▶ **Dataset extract**:
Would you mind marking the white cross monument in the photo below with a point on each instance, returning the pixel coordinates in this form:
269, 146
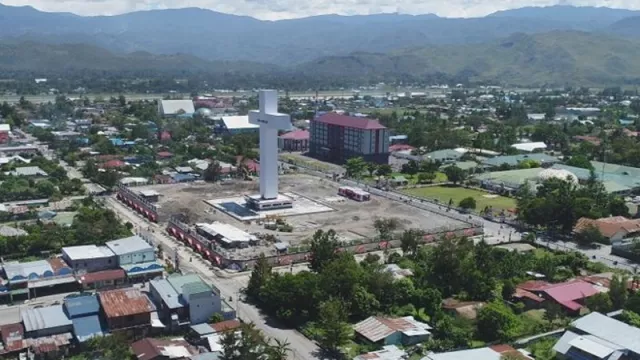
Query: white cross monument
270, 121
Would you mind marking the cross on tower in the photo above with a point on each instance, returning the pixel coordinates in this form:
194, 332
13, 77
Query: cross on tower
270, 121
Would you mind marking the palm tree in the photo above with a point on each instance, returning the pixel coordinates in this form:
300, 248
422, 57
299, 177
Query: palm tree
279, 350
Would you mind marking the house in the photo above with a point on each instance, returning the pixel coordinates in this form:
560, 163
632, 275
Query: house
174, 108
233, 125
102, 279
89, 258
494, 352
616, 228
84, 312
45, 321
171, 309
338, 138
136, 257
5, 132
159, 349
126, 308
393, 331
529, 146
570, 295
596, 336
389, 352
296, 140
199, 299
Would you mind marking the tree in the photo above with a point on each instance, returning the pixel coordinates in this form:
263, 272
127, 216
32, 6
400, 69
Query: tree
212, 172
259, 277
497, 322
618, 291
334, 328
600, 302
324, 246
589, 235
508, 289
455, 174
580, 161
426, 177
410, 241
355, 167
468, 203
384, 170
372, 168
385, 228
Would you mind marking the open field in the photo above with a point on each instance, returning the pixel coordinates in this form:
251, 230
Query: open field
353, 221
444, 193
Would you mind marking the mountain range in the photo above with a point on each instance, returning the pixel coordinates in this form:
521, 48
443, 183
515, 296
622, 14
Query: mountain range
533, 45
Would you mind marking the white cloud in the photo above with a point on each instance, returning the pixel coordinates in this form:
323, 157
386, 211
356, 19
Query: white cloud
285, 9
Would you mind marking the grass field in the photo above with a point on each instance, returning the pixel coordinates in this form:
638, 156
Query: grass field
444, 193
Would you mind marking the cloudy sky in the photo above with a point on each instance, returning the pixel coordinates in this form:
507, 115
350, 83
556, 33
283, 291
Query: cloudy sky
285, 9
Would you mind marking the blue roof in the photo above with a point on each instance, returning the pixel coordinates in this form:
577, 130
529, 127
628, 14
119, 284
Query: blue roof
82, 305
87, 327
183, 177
==
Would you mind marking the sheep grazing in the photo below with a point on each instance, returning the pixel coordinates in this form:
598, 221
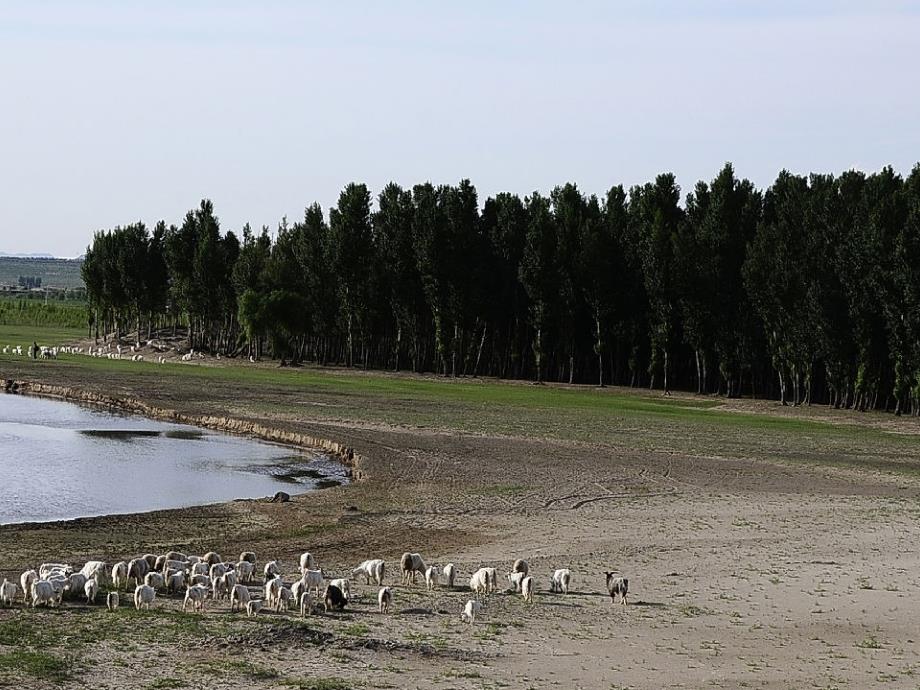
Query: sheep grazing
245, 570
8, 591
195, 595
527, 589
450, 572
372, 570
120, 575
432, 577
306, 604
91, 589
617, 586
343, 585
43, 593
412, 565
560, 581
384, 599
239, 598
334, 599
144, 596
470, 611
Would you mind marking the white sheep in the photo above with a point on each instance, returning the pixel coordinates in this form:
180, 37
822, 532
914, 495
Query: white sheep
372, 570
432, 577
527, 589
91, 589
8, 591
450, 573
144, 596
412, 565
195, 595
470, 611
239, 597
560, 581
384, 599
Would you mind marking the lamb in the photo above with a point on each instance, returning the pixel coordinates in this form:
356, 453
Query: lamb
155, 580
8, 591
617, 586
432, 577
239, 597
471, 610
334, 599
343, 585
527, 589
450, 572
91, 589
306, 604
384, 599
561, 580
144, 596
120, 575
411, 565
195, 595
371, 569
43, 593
---
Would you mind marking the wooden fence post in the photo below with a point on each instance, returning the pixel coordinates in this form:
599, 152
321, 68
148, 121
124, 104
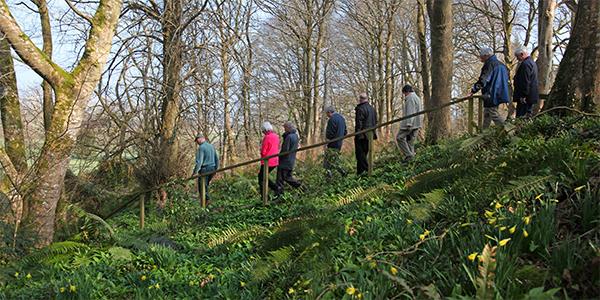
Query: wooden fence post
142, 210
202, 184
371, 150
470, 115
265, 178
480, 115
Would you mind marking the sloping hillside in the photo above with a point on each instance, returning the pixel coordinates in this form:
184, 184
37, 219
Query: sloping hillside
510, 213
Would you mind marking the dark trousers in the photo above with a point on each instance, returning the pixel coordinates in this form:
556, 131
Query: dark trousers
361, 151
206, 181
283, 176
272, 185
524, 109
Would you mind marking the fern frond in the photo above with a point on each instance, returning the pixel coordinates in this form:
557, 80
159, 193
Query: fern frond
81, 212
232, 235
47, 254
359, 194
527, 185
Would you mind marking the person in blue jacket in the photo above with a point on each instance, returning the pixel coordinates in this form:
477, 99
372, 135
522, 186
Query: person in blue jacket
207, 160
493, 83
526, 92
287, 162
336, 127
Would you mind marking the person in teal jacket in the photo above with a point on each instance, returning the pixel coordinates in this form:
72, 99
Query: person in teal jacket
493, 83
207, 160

▶ **What this task involves**: State how many lines of the records above contain the word "blue", matching case exactly. Please give only the number.

▶ **Full solution**: 4